→ JOB
Extract each line below that contains the word "flower".

→ RECORDS FOR PROCESSING
= = = =

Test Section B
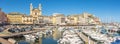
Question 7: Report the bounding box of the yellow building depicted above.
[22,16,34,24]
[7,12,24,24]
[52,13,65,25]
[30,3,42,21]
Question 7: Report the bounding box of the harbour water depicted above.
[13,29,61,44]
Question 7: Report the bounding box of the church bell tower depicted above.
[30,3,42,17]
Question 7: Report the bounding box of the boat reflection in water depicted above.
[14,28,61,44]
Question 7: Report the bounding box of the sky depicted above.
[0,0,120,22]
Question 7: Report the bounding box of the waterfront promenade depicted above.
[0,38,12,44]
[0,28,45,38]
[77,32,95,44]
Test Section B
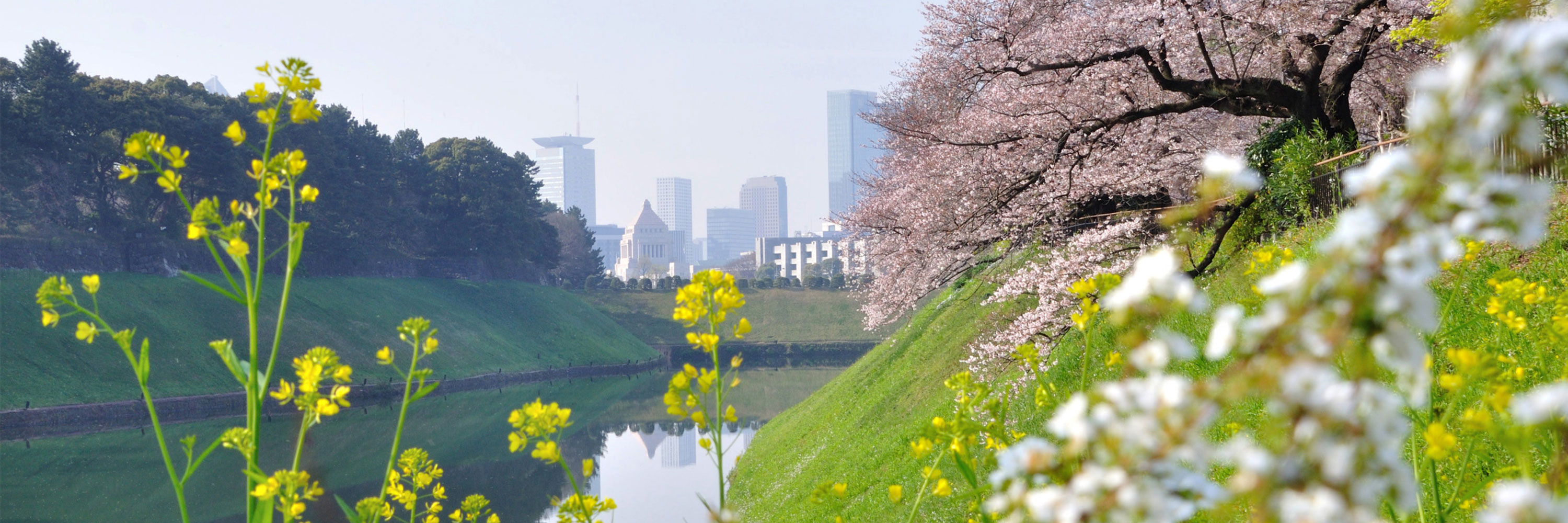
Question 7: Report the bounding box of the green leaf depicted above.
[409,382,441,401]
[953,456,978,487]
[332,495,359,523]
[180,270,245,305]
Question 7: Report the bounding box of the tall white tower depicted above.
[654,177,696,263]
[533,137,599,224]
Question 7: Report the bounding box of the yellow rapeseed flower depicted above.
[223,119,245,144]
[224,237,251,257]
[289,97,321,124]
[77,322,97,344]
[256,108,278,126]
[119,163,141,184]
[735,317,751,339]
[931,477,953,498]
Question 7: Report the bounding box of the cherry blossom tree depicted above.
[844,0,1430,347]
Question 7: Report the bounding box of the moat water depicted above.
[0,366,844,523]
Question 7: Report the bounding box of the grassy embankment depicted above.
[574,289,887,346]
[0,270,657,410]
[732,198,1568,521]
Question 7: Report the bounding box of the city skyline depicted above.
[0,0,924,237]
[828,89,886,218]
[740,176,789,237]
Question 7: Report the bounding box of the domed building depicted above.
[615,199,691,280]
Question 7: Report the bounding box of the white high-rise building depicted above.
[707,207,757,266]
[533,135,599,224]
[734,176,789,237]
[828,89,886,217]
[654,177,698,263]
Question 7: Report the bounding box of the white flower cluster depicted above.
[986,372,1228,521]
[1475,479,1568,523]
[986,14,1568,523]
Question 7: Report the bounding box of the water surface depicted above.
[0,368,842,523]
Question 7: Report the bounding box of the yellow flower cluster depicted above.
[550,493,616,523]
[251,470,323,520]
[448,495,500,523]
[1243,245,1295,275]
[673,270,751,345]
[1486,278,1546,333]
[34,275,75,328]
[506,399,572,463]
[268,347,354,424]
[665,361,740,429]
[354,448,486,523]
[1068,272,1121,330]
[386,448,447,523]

= = = =

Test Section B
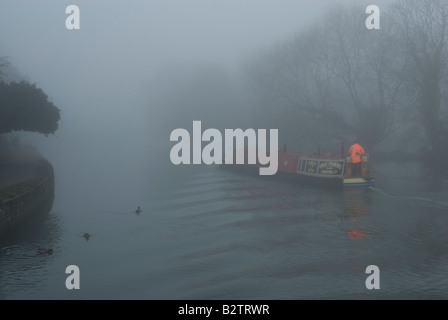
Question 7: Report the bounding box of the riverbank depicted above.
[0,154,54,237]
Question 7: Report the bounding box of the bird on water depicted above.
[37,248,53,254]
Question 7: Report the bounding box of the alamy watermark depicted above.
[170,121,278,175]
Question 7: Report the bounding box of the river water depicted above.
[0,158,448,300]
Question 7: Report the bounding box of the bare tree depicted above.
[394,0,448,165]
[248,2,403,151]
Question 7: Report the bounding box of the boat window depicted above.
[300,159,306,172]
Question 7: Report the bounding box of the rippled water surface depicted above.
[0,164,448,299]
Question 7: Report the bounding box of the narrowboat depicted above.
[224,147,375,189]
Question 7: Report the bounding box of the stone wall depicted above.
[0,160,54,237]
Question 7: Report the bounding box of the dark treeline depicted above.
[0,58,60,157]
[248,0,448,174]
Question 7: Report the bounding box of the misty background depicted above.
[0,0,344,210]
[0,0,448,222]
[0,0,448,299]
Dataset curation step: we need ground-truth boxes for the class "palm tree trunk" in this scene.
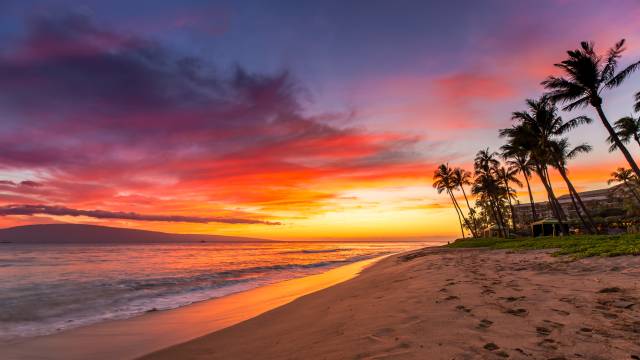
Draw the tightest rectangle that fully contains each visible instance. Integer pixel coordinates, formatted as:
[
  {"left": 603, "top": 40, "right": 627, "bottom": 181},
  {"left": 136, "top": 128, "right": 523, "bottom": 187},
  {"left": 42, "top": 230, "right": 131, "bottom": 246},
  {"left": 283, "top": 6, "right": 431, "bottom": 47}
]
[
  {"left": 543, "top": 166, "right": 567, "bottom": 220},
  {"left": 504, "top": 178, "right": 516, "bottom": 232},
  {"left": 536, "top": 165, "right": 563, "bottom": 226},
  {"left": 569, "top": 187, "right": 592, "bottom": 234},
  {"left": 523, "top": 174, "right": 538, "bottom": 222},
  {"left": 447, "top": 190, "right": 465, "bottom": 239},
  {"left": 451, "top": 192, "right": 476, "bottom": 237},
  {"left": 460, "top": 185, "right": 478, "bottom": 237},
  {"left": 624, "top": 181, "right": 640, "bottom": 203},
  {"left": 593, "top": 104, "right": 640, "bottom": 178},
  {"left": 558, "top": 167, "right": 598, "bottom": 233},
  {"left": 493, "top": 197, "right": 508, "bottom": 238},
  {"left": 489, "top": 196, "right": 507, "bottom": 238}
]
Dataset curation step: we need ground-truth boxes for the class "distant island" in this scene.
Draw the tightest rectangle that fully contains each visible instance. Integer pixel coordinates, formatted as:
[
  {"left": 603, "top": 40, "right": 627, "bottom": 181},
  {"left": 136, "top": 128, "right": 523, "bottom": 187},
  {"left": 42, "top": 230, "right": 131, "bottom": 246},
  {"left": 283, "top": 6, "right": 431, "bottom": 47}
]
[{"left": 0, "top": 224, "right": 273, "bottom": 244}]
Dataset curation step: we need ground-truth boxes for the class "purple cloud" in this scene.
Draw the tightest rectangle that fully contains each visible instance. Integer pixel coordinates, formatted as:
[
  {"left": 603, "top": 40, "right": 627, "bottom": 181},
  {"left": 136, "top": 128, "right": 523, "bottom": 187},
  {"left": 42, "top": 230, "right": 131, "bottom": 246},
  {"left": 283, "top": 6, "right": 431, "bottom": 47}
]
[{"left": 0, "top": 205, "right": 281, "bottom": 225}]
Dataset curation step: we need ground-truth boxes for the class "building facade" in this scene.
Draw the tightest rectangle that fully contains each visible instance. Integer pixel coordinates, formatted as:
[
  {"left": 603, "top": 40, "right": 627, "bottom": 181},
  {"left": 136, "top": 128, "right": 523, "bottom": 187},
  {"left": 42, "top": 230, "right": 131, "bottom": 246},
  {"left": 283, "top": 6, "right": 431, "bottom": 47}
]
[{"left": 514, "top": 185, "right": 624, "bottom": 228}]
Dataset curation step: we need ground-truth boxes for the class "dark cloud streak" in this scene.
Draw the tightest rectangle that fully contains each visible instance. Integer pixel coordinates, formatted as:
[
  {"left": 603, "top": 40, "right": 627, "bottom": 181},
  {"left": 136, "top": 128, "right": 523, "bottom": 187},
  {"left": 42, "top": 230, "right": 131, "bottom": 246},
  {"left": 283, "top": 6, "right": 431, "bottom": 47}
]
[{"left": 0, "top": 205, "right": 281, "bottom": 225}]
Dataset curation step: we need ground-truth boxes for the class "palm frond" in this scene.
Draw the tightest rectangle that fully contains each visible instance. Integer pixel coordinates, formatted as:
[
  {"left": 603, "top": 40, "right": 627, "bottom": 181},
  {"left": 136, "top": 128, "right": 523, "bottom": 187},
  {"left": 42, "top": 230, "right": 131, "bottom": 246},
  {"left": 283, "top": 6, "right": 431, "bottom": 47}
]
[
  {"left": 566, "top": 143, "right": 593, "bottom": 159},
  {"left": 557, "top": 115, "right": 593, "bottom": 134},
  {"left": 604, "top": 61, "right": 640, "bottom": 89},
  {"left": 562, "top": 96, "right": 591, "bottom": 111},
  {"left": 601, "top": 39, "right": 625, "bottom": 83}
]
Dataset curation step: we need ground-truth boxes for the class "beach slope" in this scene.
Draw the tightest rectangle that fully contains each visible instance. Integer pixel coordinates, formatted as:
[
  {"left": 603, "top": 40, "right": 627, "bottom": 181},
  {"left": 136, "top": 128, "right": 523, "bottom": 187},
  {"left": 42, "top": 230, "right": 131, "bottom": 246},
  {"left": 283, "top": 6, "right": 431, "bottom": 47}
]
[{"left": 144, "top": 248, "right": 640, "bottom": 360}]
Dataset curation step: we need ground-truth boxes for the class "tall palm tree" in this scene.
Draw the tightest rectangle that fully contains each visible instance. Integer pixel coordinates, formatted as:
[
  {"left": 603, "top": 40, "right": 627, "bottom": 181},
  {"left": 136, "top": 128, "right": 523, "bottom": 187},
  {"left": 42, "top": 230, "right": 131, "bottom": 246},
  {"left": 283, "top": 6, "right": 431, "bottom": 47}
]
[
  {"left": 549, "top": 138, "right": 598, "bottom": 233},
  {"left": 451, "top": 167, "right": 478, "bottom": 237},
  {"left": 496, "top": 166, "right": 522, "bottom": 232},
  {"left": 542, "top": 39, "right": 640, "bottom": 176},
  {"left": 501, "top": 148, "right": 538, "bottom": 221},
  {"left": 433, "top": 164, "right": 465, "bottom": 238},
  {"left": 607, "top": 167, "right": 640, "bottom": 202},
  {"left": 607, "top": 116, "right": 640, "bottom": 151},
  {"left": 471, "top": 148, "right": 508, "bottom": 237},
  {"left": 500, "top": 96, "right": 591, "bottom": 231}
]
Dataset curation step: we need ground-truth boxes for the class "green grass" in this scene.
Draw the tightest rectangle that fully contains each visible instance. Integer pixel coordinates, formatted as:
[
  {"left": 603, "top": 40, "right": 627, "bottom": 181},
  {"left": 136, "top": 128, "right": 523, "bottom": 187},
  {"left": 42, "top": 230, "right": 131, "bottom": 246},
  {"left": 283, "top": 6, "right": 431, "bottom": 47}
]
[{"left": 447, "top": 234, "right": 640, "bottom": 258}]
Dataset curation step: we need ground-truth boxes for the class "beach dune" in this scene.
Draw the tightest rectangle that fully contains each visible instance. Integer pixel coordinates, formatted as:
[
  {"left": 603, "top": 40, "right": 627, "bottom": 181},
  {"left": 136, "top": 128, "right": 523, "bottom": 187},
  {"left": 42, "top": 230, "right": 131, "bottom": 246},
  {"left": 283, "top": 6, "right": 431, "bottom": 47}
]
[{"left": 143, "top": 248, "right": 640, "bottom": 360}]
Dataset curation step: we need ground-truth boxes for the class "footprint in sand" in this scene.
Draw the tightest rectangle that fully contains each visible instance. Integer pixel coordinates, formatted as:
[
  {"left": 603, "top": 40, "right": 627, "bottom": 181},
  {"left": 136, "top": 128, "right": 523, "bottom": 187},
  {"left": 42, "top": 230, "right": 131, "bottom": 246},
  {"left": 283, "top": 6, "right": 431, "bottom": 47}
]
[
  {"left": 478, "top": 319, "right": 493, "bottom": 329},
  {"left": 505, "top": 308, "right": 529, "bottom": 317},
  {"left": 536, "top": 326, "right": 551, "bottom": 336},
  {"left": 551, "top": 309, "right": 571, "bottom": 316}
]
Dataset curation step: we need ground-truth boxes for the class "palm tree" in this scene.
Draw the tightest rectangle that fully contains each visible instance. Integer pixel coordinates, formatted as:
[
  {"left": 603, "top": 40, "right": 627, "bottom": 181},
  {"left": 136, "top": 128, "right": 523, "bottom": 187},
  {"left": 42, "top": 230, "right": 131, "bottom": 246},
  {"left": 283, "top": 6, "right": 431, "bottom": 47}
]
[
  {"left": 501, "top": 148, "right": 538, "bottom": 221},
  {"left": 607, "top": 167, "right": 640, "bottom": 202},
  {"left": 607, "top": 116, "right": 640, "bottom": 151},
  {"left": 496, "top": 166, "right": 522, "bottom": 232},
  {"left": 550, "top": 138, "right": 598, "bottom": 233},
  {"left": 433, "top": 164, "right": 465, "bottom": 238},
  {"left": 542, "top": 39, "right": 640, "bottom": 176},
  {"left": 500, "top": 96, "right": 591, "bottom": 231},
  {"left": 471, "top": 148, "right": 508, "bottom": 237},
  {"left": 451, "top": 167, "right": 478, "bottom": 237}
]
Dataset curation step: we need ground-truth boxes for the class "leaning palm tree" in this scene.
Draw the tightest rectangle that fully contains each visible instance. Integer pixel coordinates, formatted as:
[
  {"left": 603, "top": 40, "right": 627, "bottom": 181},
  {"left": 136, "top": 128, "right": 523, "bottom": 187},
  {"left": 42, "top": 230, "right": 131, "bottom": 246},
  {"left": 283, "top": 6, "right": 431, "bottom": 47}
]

= = = =

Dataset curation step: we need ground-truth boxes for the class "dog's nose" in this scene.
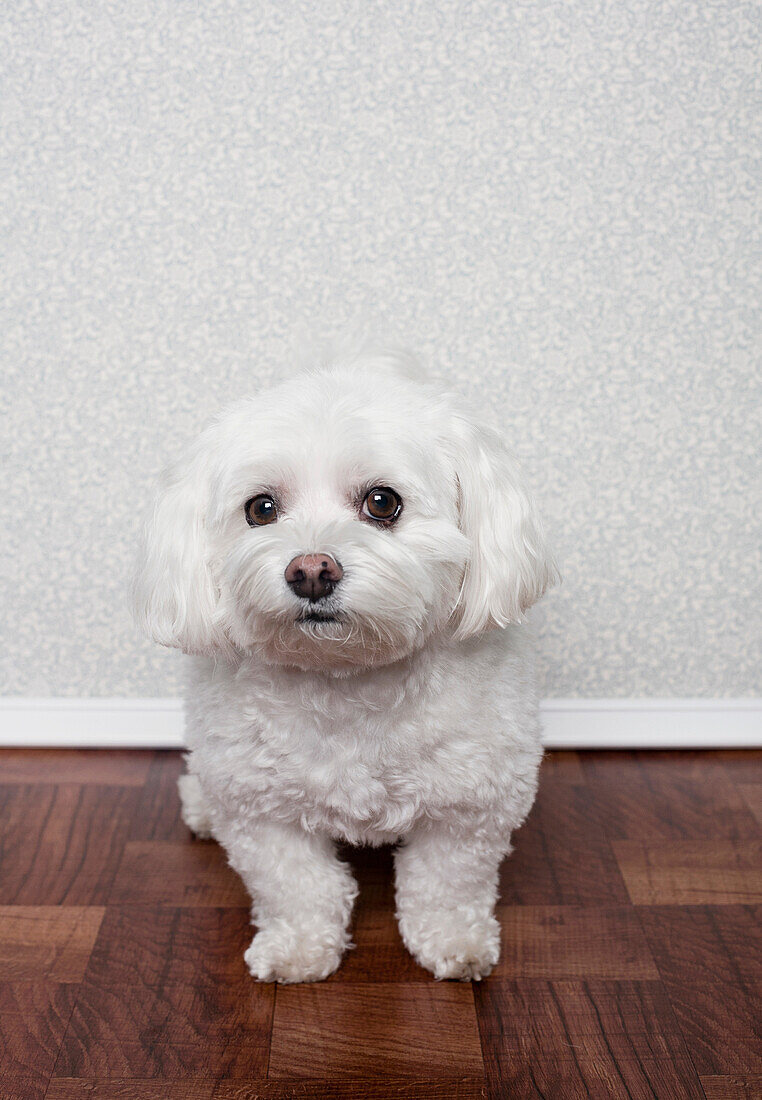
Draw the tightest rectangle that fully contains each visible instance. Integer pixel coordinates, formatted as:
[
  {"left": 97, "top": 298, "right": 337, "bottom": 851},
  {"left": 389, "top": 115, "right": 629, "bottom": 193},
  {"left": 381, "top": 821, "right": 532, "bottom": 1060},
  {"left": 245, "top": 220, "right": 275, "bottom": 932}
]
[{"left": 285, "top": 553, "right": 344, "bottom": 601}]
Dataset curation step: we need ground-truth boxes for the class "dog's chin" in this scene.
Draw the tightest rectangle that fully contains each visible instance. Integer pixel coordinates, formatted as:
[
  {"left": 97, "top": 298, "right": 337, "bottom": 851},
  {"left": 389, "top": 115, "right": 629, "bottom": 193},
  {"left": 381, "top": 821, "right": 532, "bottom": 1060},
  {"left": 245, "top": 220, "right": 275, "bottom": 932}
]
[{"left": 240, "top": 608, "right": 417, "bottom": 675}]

= = = =

→ COMPLETE OUTPUT
Question 7: Report the bounding box of the yellow rapeseed flower depicted above.
Question 7: Report the bounding box of the white flower cluster depicted above.
Question 7: Report the bounding box of the yellow flower cluster depicted above.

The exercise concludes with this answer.